= William IV, Count of Jülich =

Count of Julich

William IV, Count of Jülich (c. 1210 – 16 March 1278) was the son and heir of William III of Jülich and Mathilde of Limburg, daughter of Waleran III, Duke of Limburg.

William's father joined the Crusades in 1217 and died in the Siege of Damietta in 1218. William succeeded his father as Count of Jülich under the guardianship of his uncle, Eberhard of Hengenbach. In the 1220s and early 1230s William greatly expanded his territory. In 1234 he fought in the battle of Altenesch in the Stedinger Crusade and was made imperial administrator of Konzen and Aachen, guardian of Kornelimünster and over the possessions of Essen Abbey on the left bank of the Rhine river. He also won the imperial fiefdoms of Sinzig, Hengenbach-Heimbach, Merzenich, Thürnich, Düren and Bardenberg, thus doubling the possessions of the Counts of Jülich.

Raw data:
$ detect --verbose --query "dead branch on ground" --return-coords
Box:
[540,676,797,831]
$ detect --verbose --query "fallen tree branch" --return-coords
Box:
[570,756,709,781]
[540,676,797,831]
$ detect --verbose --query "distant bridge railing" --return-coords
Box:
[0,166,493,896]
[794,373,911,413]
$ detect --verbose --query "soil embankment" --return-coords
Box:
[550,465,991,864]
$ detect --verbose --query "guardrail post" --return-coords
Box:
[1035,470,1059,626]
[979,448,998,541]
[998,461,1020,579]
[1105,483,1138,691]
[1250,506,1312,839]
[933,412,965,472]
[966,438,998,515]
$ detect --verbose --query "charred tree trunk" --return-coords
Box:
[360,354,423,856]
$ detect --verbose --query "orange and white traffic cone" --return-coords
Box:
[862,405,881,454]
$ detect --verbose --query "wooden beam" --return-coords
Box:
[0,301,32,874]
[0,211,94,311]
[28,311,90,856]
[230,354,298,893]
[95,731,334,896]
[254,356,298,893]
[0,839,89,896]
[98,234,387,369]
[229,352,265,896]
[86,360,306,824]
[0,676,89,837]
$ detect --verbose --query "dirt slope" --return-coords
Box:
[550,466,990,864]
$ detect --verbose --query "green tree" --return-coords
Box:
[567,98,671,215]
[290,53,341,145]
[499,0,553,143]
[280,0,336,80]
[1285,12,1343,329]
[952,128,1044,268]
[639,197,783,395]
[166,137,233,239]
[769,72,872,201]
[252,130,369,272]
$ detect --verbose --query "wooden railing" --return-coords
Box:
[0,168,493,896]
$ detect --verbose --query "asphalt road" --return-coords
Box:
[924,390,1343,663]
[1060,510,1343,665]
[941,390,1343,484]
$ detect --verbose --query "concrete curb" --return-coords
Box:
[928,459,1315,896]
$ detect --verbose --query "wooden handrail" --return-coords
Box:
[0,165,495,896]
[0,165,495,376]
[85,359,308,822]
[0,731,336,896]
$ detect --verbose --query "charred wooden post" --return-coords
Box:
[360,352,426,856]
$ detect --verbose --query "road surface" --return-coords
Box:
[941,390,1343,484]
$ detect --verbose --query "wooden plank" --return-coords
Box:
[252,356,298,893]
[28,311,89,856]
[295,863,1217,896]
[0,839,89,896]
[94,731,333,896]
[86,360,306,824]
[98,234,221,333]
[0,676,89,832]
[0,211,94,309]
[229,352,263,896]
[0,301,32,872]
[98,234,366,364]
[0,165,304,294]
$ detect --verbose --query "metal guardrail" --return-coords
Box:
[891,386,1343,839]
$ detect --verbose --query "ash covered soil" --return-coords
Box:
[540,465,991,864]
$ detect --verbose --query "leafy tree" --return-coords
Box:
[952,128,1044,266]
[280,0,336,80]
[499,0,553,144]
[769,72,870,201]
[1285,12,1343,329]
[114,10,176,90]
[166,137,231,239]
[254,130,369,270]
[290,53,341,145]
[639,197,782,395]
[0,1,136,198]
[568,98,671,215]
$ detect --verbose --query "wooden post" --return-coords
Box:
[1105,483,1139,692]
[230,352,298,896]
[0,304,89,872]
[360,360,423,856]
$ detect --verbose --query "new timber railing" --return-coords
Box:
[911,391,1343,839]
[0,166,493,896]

Challenge A: Reproduce the passage in the article on William IV of Jülich starting at "Count of Julich" and ending at "Duke of Limburg.".
Challenge B: Locate each line in the listing above that contains the string "guardrail" and copy those lines.

Complete response A:
Count of Julich

William IV, Count of Jülich (c. 1210 – 16 March 1278) was the son and heir of William III of Jülich and Mathilde of Limburg, daughter of Waleran III, Duke of Limburg.

Complete response B:
$ detect --verbose --query "guardrail post" --return-coords
$ detect --verbose --query "metal guardrail" --return-coords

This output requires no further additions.